東洋経済オンライン / 2024年6月11日 8時0分

また、QRコードを使う以前の攻撃では、攻撃者は「http://~」で始まるURLをメール文面に表示させていたため、注意深い人はそのURLを確認することで、スペルミスや怪しい文字列などを見つけ、詐欺サイトだと気づくことができた。

しかし、QRコードの場合は、URLを確認できず、正しいサイトにリンクされるのかを目視で確認できない。

企業も大打撃を受ける可能性がある

現在、企業が業務アプリとして使っているマイクロソフトや、銀行、仮想通貨のウォレット(通貨の保存場所)を装った多くの偽サイトが攻撃用に用意され、そこに誘導するためのQRコードを使った詐欺メールが多く確認されている。

さらに厄介なことに、正規のサイトが多要素認証によってセキュリティを強化していたとしても、その多要素認証をも破るイービル・プロキシ(Evil Proxy)と呼ばれる攻撃サービスも合わせた形で、QRコード攻撃が行われる。

イービル・プロキシとは闇市場で提供されている攻撃者用のサービスの1つで、多要素認証を迂回するような高度な攻撃手法を、知識のない攻撃者でも数万円で使うことができてしまうのだ。

┄┄┄┄┄┄┄┄┄┄┄┄┄┄┄┄┄┄┄┄

作業指示 »
QRコード詐欺についての記事から、「しかし、QRコードの場合は、」で始まり「使うことができてしまうのだ。」で終わる部分を、一字も変えずに書き写してください。

┄┄┄┄┄┄┄┄┄┄┄┄┄┄┄┄┄┄┄┄

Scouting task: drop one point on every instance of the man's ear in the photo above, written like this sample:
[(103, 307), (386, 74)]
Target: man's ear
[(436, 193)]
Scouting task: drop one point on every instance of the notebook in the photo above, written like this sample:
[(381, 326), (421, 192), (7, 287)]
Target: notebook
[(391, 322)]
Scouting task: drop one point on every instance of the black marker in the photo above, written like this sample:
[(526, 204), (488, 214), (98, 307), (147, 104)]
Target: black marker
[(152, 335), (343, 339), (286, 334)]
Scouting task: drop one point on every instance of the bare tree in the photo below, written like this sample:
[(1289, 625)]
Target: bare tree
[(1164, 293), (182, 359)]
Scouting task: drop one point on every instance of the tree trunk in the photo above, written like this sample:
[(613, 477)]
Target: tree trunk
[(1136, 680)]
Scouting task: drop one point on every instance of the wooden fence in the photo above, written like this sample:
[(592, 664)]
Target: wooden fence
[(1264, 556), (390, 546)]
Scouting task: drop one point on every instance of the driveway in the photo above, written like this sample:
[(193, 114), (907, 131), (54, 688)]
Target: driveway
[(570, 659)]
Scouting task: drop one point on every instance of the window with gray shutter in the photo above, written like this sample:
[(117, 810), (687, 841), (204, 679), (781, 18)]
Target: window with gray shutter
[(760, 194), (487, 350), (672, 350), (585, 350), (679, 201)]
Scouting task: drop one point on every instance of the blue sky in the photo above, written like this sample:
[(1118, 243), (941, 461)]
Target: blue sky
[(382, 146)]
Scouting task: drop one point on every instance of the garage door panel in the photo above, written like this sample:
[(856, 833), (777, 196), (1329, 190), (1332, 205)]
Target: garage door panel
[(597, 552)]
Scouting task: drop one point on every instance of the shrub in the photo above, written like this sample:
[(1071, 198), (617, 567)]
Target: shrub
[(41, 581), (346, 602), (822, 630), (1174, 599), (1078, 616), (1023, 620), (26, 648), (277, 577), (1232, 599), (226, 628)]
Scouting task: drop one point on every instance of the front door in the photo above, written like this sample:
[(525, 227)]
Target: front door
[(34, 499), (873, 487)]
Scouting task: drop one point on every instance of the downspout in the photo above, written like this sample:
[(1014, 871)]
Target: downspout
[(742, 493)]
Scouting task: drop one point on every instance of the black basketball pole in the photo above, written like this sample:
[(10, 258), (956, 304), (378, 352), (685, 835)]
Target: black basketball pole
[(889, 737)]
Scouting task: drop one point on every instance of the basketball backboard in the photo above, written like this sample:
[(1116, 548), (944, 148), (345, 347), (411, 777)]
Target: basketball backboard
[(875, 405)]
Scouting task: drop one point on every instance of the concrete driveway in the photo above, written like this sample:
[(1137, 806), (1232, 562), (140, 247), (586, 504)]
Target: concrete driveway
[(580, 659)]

┄┄┄┄┄┄┄┄┄┄┄┄┄┄┄┄┄┄┄┄

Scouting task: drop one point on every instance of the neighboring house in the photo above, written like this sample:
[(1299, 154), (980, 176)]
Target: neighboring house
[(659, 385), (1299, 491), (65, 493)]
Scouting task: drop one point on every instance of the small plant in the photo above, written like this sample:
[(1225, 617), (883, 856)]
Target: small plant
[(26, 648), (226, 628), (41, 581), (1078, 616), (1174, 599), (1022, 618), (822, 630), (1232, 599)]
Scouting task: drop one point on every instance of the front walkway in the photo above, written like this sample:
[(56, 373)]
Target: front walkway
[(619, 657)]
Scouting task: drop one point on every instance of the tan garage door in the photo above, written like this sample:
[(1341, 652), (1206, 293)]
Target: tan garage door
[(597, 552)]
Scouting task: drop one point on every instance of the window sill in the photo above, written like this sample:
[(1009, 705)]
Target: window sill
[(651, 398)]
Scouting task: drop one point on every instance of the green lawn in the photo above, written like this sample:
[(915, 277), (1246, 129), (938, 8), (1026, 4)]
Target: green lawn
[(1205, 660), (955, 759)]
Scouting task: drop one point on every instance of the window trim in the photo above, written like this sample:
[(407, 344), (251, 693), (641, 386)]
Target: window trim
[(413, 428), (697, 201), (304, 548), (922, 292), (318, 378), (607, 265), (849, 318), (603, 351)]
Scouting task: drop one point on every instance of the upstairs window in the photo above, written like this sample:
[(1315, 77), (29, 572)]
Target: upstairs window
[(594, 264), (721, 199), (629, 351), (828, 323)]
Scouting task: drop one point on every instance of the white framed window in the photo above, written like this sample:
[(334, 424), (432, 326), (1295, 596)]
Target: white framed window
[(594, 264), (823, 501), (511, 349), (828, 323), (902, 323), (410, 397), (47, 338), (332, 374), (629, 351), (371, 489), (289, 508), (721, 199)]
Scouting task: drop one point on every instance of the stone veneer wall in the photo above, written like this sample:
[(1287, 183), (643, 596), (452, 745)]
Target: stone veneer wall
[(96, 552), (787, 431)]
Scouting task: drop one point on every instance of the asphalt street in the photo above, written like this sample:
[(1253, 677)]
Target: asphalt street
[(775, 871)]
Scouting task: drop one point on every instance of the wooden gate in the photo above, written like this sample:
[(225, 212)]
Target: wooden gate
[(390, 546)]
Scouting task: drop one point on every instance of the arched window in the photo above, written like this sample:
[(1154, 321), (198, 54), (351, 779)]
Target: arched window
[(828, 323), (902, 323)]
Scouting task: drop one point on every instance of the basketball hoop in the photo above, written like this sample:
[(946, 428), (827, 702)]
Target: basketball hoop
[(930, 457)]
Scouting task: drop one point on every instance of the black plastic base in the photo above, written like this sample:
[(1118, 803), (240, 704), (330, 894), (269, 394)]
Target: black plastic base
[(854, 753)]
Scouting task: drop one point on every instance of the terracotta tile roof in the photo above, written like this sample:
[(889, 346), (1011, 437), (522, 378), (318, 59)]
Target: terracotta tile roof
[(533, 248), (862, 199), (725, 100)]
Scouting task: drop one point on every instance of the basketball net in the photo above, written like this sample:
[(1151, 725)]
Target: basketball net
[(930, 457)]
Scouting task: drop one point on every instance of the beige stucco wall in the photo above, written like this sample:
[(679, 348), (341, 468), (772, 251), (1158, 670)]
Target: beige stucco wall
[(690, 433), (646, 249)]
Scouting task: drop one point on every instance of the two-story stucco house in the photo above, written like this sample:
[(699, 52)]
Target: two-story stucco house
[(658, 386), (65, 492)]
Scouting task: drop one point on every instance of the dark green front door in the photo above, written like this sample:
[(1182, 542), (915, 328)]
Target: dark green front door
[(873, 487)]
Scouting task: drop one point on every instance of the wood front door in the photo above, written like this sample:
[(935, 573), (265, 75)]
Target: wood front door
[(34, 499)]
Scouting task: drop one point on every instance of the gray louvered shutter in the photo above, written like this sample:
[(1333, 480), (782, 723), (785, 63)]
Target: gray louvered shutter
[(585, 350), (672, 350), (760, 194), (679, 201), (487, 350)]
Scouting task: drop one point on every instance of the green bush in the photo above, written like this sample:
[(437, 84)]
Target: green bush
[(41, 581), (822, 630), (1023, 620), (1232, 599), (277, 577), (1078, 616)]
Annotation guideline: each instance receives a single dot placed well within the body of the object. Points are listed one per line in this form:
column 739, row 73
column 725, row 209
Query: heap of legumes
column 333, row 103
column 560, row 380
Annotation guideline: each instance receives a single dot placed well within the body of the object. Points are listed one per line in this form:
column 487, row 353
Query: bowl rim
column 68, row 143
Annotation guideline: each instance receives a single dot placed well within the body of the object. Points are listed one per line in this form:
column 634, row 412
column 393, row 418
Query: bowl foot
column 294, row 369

┄┄┄┄┄┄┄┄┄┄┄┄┄┄┄┄┄┄┄┄

出力結果 »
しかし、QRコードの場合は、URLを確認できず、正しいサイトにリンクされるのかを目視で確認できない。

企業も大打撃を受ける可能性がある

現在、企業が業務アプリとして使っているマイクロソフトや、銀行、仮想通貨のウォレット(通貨の保存場所)を装った多くの偽サイトが攻撃用に用意され、そこに誘導するためのQRコードを使った詐欺メールが多く確認されている。

さらに厄介なことに、正規のサイトが多要素認証によってセキュリティを強化していたとしても、その多要素認証をも破るイービル・プロキシ(Evil Proxy)と呼ばれる攻撃サービスも合わせた形で、QRコード攻撃が行われる。

イービル・プロキシとは闇市場で提供されている攻撃者用のサービスの1つで、多要素認証を迂回するような高度な攻撃手法を、知識のない攻撃者でも数万円で使うことができてしまうのだ。